▶ _WORK INSTRUCTION_
Reproduce, with no changes, the line where "the boulder ->" appears and every subsequent line of the listing, the last one included.

(Beginning of PROVIDED DATA)

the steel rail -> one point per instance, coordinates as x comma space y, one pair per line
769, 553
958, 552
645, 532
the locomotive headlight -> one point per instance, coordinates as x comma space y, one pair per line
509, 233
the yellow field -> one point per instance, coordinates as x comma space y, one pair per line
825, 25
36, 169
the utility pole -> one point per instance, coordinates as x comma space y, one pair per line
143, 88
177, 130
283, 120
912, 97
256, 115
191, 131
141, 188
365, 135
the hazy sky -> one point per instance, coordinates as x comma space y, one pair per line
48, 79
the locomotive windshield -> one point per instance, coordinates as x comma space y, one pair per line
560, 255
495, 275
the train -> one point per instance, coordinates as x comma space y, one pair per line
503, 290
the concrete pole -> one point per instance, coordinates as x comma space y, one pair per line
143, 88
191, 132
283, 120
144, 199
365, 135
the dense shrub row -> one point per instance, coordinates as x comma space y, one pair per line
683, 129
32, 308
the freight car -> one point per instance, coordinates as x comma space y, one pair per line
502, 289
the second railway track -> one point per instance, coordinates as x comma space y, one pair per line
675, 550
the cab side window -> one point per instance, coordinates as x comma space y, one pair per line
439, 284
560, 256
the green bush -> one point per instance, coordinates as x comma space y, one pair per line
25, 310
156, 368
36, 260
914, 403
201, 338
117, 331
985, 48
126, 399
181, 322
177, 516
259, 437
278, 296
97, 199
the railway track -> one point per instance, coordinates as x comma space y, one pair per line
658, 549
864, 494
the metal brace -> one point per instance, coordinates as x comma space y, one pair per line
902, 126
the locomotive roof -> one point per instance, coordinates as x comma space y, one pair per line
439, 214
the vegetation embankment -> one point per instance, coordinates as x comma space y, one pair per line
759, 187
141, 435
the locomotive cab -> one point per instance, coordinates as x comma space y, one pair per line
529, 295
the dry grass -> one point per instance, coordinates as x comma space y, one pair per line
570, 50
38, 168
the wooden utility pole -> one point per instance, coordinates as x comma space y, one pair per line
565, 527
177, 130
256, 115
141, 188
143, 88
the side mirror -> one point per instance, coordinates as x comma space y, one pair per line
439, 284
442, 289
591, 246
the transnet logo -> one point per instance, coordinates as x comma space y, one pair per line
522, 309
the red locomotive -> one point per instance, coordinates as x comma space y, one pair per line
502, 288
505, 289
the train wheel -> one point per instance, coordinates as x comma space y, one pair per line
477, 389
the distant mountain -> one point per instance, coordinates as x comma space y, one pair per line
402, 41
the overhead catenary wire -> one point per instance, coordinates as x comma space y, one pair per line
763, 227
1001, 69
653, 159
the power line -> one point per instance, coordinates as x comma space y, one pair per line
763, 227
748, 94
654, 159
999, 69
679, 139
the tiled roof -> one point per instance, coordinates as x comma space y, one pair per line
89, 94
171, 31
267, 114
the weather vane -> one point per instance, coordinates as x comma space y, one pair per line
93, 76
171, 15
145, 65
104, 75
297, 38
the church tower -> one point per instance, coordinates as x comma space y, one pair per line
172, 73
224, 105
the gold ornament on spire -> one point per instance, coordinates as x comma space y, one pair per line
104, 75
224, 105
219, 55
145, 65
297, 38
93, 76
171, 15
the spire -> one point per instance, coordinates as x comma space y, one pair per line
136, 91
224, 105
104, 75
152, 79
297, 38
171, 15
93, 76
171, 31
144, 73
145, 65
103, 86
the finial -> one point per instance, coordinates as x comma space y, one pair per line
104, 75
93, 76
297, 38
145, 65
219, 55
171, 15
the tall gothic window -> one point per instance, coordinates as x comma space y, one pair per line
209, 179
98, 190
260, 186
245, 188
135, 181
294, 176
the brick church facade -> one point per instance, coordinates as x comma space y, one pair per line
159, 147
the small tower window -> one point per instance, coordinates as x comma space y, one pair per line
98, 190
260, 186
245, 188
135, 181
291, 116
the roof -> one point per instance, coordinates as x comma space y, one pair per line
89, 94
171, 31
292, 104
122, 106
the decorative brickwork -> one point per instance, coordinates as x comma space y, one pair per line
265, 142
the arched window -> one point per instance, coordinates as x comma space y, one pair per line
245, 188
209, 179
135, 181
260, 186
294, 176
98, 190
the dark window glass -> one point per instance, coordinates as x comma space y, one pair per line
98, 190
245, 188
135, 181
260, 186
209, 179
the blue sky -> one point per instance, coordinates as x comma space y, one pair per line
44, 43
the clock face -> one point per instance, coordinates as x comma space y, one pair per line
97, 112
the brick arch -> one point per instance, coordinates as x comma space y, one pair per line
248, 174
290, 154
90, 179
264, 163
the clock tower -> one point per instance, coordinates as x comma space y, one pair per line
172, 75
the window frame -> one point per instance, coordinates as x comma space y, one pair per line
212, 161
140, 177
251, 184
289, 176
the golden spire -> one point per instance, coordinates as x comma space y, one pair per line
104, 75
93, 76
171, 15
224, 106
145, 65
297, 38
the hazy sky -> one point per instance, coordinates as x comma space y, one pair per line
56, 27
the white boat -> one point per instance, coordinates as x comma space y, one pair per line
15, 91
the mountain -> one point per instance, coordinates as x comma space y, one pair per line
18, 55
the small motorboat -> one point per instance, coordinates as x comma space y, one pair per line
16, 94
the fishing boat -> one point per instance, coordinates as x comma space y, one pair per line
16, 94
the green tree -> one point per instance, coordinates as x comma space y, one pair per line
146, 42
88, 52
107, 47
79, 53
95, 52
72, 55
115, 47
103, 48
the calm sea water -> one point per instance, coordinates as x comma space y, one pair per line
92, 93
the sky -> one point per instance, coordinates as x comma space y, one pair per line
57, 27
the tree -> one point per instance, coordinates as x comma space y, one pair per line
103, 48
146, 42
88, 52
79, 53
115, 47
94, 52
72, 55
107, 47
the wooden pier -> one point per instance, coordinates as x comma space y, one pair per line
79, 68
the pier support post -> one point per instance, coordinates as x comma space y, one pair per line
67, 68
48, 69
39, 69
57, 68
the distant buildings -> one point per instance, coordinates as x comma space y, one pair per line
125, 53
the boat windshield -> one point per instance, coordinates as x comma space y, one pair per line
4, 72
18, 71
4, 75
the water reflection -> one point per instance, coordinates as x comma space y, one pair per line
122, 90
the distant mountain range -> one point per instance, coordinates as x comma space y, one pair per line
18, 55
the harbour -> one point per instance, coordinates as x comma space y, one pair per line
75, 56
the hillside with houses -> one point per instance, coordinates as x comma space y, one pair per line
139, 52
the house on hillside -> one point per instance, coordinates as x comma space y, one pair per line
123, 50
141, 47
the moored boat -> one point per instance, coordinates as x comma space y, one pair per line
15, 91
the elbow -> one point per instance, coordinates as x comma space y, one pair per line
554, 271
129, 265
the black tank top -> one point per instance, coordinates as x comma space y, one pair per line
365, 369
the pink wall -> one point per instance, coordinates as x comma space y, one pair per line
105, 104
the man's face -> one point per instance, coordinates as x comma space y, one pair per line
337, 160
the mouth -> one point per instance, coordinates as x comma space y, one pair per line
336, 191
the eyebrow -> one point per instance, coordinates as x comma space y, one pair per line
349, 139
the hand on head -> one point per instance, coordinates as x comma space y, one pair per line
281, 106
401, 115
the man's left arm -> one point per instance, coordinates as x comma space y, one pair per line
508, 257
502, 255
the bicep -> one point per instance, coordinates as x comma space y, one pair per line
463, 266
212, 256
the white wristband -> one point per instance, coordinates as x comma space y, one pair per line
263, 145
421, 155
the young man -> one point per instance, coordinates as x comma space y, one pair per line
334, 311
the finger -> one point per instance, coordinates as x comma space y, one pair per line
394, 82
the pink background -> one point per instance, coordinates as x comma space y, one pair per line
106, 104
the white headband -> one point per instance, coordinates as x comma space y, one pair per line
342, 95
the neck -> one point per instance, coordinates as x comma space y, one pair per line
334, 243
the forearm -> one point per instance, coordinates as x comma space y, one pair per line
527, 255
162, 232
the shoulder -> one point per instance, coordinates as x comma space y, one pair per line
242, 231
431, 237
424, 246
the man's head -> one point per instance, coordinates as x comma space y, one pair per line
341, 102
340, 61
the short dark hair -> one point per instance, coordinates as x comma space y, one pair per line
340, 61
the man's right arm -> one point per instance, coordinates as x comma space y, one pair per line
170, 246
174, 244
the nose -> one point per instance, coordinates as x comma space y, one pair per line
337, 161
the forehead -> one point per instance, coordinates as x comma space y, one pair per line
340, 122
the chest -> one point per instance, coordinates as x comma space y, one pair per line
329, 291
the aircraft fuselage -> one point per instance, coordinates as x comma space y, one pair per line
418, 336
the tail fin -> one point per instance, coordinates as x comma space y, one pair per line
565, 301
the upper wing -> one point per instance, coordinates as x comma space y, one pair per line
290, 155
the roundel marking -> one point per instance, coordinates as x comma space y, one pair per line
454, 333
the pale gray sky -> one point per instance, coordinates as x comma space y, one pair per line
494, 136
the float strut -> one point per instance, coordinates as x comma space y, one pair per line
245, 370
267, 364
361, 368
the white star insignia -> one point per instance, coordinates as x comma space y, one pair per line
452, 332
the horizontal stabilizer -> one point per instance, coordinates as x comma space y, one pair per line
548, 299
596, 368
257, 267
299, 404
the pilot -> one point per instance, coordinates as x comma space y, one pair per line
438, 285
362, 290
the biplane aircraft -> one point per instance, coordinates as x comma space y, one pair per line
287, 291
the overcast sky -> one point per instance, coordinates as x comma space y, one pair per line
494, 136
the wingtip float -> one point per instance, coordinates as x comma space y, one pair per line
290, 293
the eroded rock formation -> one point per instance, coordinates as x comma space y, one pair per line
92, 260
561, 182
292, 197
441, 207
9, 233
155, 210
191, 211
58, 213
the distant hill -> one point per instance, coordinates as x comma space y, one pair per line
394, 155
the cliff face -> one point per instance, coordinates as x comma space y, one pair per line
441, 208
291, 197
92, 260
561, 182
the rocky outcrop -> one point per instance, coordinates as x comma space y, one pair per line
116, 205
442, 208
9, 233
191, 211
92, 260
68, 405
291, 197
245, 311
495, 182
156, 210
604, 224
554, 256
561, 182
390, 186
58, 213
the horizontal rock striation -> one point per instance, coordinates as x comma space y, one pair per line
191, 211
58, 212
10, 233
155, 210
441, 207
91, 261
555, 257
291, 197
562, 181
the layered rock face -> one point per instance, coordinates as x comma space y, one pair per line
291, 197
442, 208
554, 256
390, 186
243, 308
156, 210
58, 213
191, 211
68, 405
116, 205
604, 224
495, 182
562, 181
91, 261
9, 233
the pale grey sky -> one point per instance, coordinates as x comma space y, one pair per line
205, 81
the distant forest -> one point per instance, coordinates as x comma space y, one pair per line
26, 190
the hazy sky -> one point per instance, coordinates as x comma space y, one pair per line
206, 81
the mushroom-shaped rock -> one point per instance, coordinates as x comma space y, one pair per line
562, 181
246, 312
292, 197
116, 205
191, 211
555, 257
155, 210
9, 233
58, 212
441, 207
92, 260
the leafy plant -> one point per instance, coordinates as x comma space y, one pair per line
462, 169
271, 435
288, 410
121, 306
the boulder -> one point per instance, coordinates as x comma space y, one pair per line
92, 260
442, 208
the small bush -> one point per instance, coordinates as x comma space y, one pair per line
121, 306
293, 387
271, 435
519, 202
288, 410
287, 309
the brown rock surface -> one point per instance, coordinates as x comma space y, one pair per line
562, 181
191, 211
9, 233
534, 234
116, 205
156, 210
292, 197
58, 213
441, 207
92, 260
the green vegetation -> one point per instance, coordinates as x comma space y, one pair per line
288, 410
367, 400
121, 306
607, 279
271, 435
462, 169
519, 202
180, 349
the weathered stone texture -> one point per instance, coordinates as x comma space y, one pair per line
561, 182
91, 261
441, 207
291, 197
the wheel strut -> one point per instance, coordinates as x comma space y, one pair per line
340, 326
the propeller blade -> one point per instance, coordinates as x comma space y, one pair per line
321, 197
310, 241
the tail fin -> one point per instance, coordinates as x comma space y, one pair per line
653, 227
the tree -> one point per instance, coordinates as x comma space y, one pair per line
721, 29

(End of PROVIDED DATA)

▶ _ANSWER TO THE EXERCISE_
the boulder -> one point per instance, coordinates as x comma space y, one pair per line
92, 260
442, 208
the small bush -> one point per instance, coordinates as x comma space y, one pair per line
121, 306
293, 387
271, 435
519, 202
288, 410
287, 309
the brown rock surface -> one point per instance, coordinates as x comma space y, one pair per line
562, 181
191, 211
9, 233
534, 234
116, 205
156, 210
292, 197
58, 213
441, 207
92, 260
the green vegetation -> one point per instance, coordinates as x comma space y, one pair per line
288, 410
367, 400
121, 306
607, 279
271, 435
462, 169
519, 202
180, 349
the weathered stone texture -> one point per instance, coordinates as x comma space y, one pair per line
561, 182
91, 261
441, 207
291, 197
the wheel strut -> one point per instance, coordinates as x comma space y, one pair per line
340, 326
the propeller blade -> one point per instance, coordinates as x comma space y, one pair per line
321, 197
310, 241
the tail fin -> one point per instance, coordinates as x comma space y, one pair per line
653, 227
the tree -> one point per instance, coordinates as x comma space y, one pair per line
721, 29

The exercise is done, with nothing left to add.